[Location identification items]
╭──

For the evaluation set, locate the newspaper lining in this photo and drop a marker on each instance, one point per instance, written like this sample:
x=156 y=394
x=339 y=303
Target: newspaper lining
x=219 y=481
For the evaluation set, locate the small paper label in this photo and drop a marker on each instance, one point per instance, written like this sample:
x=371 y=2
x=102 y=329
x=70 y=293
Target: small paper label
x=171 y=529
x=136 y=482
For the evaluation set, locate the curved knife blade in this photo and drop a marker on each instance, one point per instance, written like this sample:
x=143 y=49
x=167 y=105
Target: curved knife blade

╰──

* _CHALLENGE_
Recast every line of the entries above as a Markdown table with two columns, No. and Line. Number the rows in order and skip any blank lines.

* _ANSWER IN FULL_
| No. | Line |
|---|---|
| 1 | For the evaluation set, locate the newspaper lining in this photo and drop a marker on each instance, one point per instance, written like this sample: |
| 2 | x=156 y=394 |
| 3 | x=339 y=303 |
| 4 | Target: newspaper lining |
| 5 | x=219 y=481 |
| 6 | For the evaluation set, locate the small paper label in this photo and drop a marker on each instance, one point per instance, written like this sample: |
| 7 | x=371 y=2 |
| 8 | x=102 y=329 |
| 9 | x=70 y=293 |
| 10 | Target: small paper label |
| 11 | x=171 y=529 |
| 12 | x=136 y=482 |
| 13 | For the evaluation set, locate the curved knife blade in this photo and drop a marker on each instance, one point per instance, written like this sample: |
| 14 | x=143 y=49 |
| 15 | x=167 y=105 |
| 16 | Target: curved knife blade |